■ INPUT RECORDS
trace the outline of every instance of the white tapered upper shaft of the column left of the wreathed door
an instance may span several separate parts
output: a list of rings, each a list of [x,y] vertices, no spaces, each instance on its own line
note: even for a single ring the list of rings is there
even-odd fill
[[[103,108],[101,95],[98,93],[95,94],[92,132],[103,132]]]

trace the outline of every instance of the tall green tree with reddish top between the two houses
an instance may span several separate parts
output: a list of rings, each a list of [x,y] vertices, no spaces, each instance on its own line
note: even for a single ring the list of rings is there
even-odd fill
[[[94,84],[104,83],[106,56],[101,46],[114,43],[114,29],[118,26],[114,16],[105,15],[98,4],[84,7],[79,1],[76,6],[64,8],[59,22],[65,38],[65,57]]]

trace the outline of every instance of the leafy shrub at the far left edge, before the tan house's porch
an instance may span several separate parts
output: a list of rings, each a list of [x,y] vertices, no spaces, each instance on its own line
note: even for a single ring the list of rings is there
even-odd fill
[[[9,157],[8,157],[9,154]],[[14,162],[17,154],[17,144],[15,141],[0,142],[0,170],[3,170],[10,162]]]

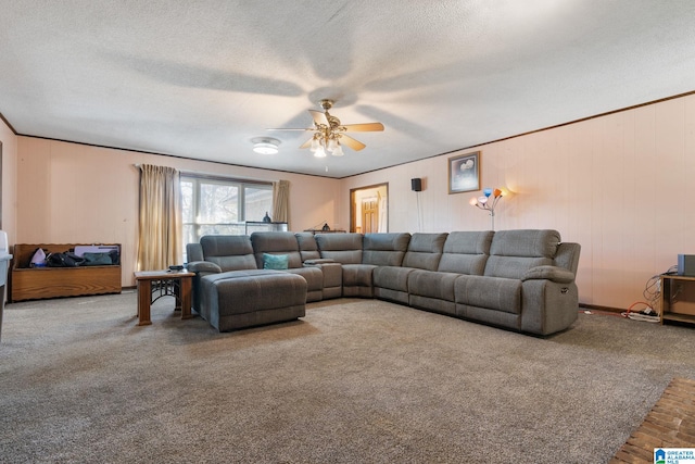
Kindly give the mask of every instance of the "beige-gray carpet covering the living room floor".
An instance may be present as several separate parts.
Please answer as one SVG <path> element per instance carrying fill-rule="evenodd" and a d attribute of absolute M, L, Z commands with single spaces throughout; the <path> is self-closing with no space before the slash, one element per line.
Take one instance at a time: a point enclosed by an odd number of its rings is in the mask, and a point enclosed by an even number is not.
<path fill-rule="evenodd" d="M 377 300 L 230 334 L 135 309 L 7 306 L 2 462 L 601 463 L 695 378 L 693 329 L 612 315 L 540 339 Z"/>

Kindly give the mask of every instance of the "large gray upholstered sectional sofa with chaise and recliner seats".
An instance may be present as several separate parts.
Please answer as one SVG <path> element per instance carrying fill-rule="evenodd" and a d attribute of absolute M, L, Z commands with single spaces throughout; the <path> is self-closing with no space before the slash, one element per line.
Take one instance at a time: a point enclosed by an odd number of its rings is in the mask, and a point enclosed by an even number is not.
<path fill-rule="evenodd" d="M 220 331 L 302 317 L 302 297 L 359 297 L 545 336 L 577 319 L 579 254 L 549 229 L 254 233 L 189 243 L 187 266 L 194 310 Z"/>

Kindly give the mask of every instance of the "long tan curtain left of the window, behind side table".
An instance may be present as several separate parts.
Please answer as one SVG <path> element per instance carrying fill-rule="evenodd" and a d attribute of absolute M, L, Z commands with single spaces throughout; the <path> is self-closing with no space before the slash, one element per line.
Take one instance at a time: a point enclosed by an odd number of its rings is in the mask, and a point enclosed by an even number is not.
<path fill-rule="evenodd" d="M 140 236 L 138 271 L 181 264 L 181 197 L 173 167 L 140 166 Z"/>

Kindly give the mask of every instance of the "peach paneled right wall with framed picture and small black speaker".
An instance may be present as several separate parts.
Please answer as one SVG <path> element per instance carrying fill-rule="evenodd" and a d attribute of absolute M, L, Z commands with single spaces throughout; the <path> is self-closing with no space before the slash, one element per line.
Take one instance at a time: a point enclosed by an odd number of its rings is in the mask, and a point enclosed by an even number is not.
<path fill-rule="evenodd" d="M 581 243 L 584 304 L 627 309 L 679 253 L 695 254 L 695 96 L 462 153 L 476 150 L 482 187 L 513 191 L 495 229 L 555 228 Z M 388 181 L 390 231 L 489 229 L 486 213 L 468 204 L 480 192 L 448 195 L 452 155 L 342 179 L 339 222 L 348 224 L 350 189 Z"/>

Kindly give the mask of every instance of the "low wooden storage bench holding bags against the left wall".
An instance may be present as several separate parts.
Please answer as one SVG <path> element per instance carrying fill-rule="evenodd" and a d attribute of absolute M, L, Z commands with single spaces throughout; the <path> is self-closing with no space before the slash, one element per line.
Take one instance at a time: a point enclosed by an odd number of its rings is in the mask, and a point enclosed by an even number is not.
<path fill-rule="evenodd" d="M 75 249 L 83 243 L 17 243 L 12 252 L 11 302 L 56 297 L 121 293 L 121 264 L 79 267 L 29 267 L 37 248 L 48 254 Z M 117 246 L 118 243 L 108 243 Z"/>

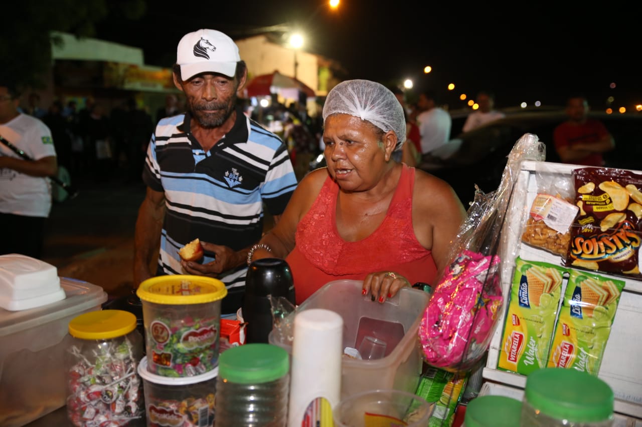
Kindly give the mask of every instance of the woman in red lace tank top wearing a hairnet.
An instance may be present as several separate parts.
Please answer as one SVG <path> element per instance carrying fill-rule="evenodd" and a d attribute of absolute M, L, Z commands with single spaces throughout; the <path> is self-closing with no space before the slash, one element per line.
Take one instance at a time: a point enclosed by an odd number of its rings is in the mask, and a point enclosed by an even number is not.
<path fill-rule="evenodd" d="M 374 81 L 343 81 L 323 119 L 327 167 L 299 183 L 248 264 L 285 258 L 297 304 L 333 280 L 363 280 L 380 303 L 412 283 L 435 285 L 466 212 L 446 182 L 393 160 L 406 138 L 397 98 Z"/>

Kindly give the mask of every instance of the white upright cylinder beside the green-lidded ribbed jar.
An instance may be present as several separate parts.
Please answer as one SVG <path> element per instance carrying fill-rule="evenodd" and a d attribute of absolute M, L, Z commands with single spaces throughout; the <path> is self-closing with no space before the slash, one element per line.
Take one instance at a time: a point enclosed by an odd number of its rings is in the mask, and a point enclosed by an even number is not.
<path fill-rule="evenodd" d="M 300 427 L 310 403 L 338 405 L 341 393 L 343 319 L 324 308 L 303 310 L 294 318 L 288 426 Z M 331 412 L 320 414 L 329 416 Z"/>

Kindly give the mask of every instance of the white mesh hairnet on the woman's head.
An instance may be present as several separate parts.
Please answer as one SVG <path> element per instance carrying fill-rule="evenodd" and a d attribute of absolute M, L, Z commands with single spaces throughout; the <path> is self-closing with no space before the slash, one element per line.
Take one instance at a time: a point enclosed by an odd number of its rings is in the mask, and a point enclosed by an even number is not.
<path fill-rule="evenodd" d="M 401 149 L 406 140 L 406 118 L 403 106 L 390 89 L 370 80 L 346 80 L 336 85 L 327 94 L 323 106 L 323 120 L 334 113 L 360 117 L 387 132 L 397 135 L 397 147 Z"/>

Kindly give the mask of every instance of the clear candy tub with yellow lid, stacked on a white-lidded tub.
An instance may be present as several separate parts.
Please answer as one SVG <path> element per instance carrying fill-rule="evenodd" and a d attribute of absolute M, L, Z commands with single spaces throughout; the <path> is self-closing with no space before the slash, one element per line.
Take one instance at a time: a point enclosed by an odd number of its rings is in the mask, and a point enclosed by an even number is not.
<path fill-rule="evenodd" d="M 204 276 L 159 276 L 136 291 L 143 302 L 148 371 L 197 376 L 218 364 L 222 281 Z"/>

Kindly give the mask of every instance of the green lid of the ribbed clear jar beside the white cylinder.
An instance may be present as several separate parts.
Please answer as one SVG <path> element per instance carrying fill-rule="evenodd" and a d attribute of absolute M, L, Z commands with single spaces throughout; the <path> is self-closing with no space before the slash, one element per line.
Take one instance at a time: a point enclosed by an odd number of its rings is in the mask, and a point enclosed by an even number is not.
<path fill-rule="evenodd" d="M 290 371 L 288 352 L 273 344 L 252 343 L 229 348 L 218 358 L 218 377 L 239 384 L 277 380 Z"/>

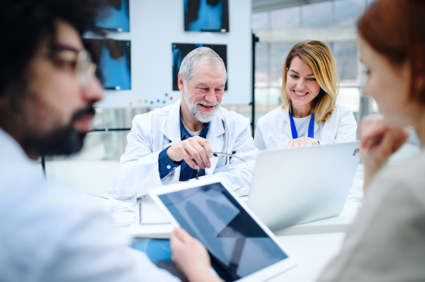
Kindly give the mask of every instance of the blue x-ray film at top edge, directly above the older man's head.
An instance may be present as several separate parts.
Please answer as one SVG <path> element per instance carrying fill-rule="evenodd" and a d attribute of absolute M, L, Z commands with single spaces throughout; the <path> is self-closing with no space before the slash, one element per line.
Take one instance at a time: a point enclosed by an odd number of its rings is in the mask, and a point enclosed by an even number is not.
<path fill-rule="evenodd" d="M 228 0 L 184 0 L 184 30 L 228 33 Z"/>

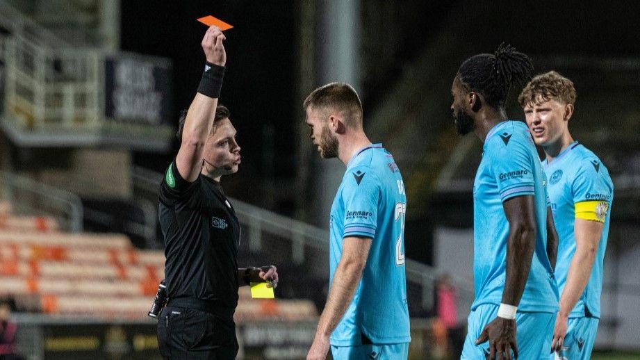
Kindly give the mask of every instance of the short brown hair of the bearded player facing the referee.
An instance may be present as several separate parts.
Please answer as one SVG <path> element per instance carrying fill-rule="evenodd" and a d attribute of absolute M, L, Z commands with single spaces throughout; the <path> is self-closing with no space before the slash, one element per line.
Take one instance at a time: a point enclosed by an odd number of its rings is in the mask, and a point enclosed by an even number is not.
<path fill-rule="evenodd" d="M 362 103 L 358 93 L 347 83 L 328 83 L 309 94 L 302 104 L 304 110 L 309 107 L 340 111 L 345 124 L 352 127 L 362 126 Z"/>

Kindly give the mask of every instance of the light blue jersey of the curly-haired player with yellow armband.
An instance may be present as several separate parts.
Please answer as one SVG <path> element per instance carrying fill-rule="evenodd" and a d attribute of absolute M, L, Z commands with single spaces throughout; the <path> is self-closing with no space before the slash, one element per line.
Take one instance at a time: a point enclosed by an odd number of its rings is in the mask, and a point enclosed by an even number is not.
<path fill-rule="evenodd" d="M 609 218 L 614 197 L 614 185 L 607 167 L 586 147 L 574 142 L 564 149 L 555 159 L 542 162 L 548 175 L 547 190 L 551 201 L 551 210 L 556 230 L 558 231 L 558 259 L 555 269 L 560 292 L 566 284 L 569 265 L 575 252 L 576 204 L 594 202 L 595 214 L 604 220 L 604 228 L 598 245 L 596 261 L 591 269 L 591 277 L 586 284 L 569 317 L 592 316 L 600 318 L 600 293 L 602 293 L 602 263 L 607 249 L 609 235 Z M 598 212 L 596 211 L 596 212 Z M 597 219 L 596 219 L 597 220 Z"/>

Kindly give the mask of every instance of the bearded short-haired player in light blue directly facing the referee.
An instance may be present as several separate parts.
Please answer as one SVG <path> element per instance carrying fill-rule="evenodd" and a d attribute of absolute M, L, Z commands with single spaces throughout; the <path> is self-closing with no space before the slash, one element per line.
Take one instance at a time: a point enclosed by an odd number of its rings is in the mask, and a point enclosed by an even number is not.
<path fill-rule="evenodd" d="M 329 344 L 334 359 L 407 359 L 407 197 L 400 170 L 364 133 L 362 105 L 350 85 L 313 90 L 304 110 L 320 156 L 347 166 L 331 206 L 331 288 L 307 359 L 325 359 Z"/>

■ YOUR TASK
Copy down each line in the entries that has the word "beside".

■ REPLY TO THE EXERCISE
Kindly give the mask of every instance of the white upright cylinder beside the green-lidded ribbed jar.
Kindly give the mask of every instance of the green lid of the ribbed clear jar beside the white cylinder.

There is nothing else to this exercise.